• [Written task]: Set down word for word the stretch of the post on the "police-created emergency" doctrine below, from "Interesting Fourth Amendment" through "pot and cocaine.".

• [Text excerpt]:
########
Supremes Adopt and Define New “Police-Created Emergency” Doctrine

Interesting Fourth Amendment decision from the Supreme Court this morning, in a case which at first glance didn’t seem all that cert-worthy.  The facts are as run-of-the-mill as they come — an undercover buy-and-bust, the dealer ran into a building, arrest team followed in just as one of the doors slammed shut but couldn’t tell which of 2 apartments the guy went into, from the hallway they smelled dank weed burning, the smell was stronger by the apartment on the left, the cops banged on the door and announced themselves, the cops heard stuff being moved around inside and figured it was evidence being destroyed, the cops burst in and found significant amounts of pot and cocaine.
########
• [Records supplied]:
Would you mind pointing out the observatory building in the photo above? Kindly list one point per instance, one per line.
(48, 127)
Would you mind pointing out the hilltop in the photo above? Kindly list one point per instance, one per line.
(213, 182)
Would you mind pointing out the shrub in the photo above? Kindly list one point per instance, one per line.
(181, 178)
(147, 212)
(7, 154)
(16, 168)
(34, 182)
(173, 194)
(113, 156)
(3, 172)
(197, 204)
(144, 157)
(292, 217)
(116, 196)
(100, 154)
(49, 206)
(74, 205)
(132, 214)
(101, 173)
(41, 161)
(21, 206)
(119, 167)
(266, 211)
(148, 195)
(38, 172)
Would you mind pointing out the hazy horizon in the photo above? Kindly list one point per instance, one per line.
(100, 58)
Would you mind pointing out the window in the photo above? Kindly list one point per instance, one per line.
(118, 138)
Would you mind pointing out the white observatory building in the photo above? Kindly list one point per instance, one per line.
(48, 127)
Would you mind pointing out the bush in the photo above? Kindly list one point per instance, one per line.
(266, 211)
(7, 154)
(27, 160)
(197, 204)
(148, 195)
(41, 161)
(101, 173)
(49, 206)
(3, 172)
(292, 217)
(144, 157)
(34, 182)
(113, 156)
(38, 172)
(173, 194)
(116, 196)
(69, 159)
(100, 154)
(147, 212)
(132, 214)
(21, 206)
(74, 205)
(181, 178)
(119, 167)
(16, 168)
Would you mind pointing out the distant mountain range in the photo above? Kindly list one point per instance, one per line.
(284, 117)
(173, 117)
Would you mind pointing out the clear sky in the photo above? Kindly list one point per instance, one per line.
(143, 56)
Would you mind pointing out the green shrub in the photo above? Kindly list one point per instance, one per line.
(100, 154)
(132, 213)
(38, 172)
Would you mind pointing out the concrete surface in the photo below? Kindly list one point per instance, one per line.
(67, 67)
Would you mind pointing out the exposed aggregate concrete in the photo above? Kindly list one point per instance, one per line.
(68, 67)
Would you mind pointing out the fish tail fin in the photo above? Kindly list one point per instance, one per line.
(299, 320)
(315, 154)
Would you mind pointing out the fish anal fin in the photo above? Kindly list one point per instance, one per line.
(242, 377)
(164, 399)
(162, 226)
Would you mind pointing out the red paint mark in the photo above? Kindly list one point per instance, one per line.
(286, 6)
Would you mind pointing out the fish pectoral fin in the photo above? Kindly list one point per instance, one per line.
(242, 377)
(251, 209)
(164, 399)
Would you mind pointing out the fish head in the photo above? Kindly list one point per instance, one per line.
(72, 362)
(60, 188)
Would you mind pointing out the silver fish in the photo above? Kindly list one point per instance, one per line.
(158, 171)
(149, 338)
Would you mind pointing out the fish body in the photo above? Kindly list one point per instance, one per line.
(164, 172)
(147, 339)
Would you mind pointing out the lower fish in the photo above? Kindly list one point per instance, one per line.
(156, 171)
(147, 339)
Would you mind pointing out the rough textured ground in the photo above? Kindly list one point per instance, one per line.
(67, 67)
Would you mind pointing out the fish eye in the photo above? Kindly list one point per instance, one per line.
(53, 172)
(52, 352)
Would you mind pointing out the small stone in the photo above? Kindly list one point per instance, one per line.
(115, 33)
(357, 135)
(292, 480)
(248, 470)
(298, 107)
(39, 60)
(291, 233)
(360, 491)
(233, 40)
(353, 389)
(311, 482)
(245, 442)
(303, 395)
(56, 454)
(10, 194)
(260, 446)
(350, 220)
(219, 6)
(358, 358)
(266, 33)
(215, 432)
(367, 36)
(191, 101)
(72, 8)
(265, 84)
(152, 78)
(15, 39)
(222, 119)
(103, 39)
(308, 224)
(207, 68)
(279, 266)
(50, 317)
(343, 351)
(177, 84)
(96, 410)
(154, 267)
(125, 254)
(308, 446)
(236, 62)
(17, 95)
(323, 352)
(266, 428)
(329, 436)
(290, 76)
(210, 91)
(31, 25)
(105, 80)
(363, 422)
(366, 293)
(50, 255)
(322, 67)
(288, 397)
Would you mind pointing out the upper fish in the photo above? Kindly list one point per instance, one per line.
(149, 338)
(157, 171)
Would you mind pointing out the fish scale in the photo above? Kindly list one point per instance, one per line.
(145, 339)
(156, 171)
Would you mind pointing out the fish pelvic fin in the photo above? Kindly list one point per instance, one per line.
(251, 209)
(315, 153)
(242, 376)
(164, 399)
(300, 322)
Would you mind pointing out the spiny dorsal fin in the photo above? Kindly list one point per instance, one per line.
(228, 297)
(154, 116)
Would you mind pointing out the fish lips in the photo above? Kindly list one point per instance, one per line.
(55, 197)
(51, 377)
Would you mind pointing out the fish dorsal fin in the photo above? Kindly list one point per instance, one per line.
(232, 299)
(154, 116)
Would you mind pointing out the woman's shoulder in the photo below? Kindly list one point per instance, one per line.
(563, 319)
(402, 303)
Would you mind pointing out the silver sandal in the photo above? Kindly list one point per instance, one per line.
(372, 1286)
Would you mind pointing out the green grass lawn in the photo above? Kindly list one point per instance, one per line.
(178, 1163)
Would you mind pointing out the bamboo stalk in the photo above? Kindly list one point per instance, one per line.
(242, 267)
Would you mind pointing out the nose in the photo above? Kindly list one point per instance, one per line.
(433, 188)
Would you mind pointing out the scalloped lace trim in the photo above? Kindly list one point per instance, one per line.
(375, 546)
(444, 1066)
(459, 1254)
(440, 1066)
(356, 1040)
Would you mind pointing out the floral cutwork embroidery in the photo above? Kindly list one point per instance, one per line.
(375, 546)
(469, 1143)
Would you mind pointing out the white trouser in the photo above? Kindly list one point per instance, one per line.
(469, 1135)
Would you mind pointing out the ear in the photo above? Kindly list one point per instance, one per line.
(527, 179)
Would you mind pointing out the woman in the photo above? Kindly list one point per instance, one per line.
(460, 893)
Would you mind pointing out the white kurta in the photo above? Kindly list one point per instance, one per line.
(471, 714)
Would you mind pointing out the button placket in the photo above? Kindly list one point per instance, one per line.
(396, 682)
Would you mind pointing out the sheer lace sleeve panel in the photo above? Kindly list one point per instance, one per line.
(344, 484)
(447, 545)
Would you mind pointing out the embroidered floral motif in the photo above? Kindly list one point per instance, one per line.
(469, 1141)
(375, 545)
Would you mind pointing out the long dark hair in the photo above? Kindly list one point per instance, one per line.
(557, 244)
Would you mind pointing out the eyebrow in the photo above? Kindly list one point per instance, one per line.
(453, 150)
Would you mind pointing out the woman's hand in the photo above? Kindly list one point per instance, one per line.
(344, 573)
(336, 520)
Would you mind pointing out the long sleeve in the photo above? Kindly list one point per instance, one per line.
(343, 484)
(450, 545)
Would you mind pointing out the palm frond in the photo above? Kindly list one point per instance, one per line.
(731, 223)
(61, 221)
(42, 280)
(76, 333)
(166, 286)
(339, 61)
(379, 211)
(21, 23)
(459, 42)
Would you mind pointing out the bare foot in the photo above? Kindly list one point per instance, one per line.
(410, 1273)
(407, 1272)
########
• [Response to this task]:
Interesting Fourth Amendment decision from the Supreme Court this morning, in a case which at first glance didn’t seem all that cert-worthy.  The facts are as run-of-the-mill as they come — an undercover buy-and-bust, the dealer ran into a building, arrest team followed in just as one of the doors slammed shut but couldn’t tell which of 2 apartments the guy went into, from the hallway they smelled dank weed burning, the smell was stronger by the apartment on the left, the cops banged on the door and announced themselves, the cops heard stuff being moved around inside and figured it was evidence being destroyed, the cops burst in and found significant amounts of pot and cocaine.